(Point localization data)
Content starts
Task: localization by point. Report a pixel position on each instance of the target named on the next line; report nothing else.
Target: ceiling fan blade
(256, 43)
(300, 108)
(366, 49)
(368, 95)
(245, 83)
Content ends
• Task prompt: The answer must consist of all the entries, copied exactly.

• Expected answer:
Task: localization by point. Report a pixel position on each instance of the target named on the next line; report nothing else.
Target: ceiling fan blade
(256, 43)
(300, 108)
(366, 49)
(368, 95)
(245, 83)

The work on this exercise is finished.